Problem to solve:
Give the lines from the one containing "Find the car" through the last line, both included, as a Markdown table with the columns Row and Line. Number each row and leave out blank lines.

-------- Input for this task

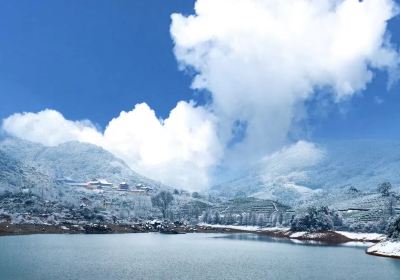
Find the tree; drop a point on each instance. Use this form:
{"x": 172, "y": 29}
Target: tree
{"x": 315, "y": 219}
{"x": 394, "y": 229}
{"x": 261, "y": 220}
{"x": 162, "y": 200}
{"x": 385, "y": 188}
{"x": 217, "y": 218}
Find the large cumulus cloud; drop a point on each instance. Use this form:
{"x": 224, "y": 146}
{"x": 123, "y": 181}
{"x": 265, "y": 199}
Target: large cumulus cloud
{"x": 261, "y": 60}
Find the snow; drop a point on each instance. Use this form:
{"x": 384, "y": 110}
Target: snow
{"x": 360, "y": 236}
{"x": 386, "y": 248}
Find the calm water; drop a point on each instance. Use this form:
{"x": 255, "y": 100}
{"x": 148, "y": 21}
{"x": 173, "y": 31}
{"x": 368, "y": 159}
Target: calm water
{"x": 189, "y": 256}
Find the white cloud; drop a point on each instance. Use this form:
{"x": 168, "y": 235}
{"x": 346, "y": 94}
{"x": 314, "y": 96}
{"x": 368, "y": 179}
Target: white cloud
{"x": 292, "y": 158}
{"x": 261, "y": 59}
{"x": 50, "y": 128}
{"x": 179, "y": 150}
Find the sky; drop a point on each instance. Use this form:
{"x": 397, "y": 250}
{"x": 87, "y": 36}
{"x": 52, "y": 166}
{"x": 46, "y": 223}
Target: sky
{"x": 182, "y": 98}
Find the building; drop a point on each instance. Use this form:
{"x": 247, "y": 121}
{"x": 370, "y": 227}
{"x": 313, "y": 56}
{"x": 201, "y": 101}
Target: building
{"x": 98, "y": 183}
{"x": 123, "y": 186}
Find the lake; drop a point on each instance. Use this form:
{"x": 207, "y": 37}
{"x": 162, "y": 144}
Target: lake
{"x": 188, "y": 256}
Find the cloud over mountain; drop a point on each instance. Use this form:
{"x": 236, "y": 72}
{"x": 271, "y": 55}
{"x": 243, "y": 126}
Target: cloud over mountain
{"x": 261, "y": 60}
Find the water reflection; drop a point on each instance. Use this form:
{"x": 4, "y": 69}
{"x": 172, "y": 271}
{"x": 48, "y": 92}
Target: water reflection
{"x": 266, "y": 238}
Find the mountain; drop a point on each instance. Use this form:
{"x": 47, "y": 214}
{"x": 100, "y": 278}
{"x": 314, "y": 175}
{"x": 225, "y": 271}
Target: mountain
{"x": 14, "y": 176}
{"x": 362, "y": 164}
{"x": 78, "y": 161}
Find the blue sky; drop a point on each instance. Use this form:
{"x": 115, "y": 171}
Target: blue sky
{"x": 89, "y": 59}
{"x": 92, "y": 59}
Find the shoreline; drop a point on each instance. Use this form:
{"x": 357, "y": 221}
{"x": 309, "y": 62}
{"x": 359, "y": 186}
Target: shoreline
{"x": 334, "y": 237}
{"x": 380, "y": 246}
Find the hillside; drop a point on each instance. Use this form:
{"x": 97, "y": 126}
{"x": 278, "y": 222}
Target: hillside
{"x": 75, "y": 160}
{"x": 15, "y": 176}
{"x": 359, "y": 163}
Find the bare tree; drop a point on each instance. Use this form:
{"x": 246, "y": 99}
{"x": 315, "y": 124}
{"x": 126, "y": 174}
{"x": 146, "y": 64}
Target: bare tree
{"x": 385, "y": 188}
{"x": 162, "y": 200}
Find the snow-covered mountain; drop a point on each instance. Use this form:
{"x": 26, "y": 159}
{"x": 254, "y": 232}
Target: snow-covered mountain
{"x": 15, "y": 176}
{"x": 359, "y": 163}
{"x": 75, "y": 160}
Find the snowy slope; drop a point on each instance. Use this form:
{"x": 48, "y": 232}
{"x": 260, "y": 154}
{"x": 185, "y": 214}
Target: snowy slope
{"x": 359, "y": 163}
{"x": 14, "y": 176}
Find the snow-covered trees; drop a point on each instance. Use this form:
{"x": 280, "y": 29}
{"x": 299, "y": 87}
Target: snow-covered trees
{"x": 162, "y": 201}
{"x": 314, "y": 219}
{"x": 394, "y": 229}
{"x": 384, "y": 188}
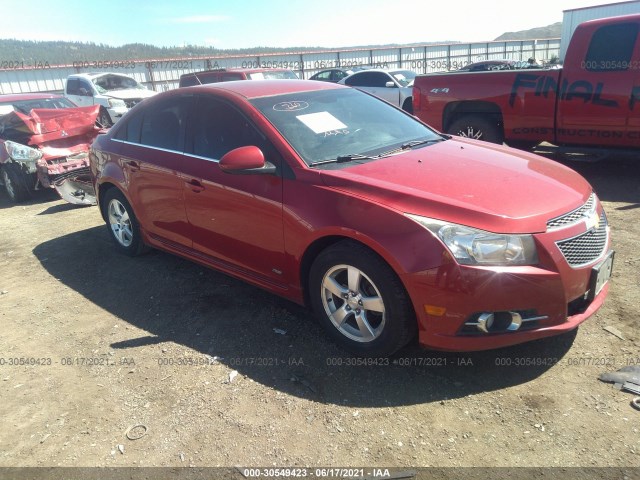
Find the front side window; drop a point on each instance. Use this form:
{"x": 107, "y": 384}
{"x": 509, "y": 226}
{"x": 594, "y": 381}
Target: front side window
{"x": 611, "y": 47}
{"x": 322, "y": 125}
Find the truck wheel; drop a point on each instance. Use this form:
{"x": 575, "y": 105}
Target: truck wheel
{"x": 15, "y": 182}
{"x": 103, "y": 118}
{"x": 360, "y": 301}
{"x": 478, "y": 127}
{"x": 407, "y": 106}
{"x": 122, "y": 224}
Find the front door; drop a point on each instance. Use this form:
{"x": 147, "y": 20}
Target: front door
{"x": 236, "y": 220}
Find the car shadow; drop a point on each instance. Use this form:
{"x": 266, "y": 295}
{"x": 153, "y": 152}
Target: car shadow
{"x": 268, "y": 339}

----------------

Finished answer:
| Row | Line |
|---|---|
| 1 | Find the car shadow; drop a point on each instance. Use this form: |
| 2 | {"x": 266, "y": 295} |
| 3 | {"x": 153, "y": 152} |
| 4 | Target: car shadow |
| 5 | {"x": 268, "y": 339} |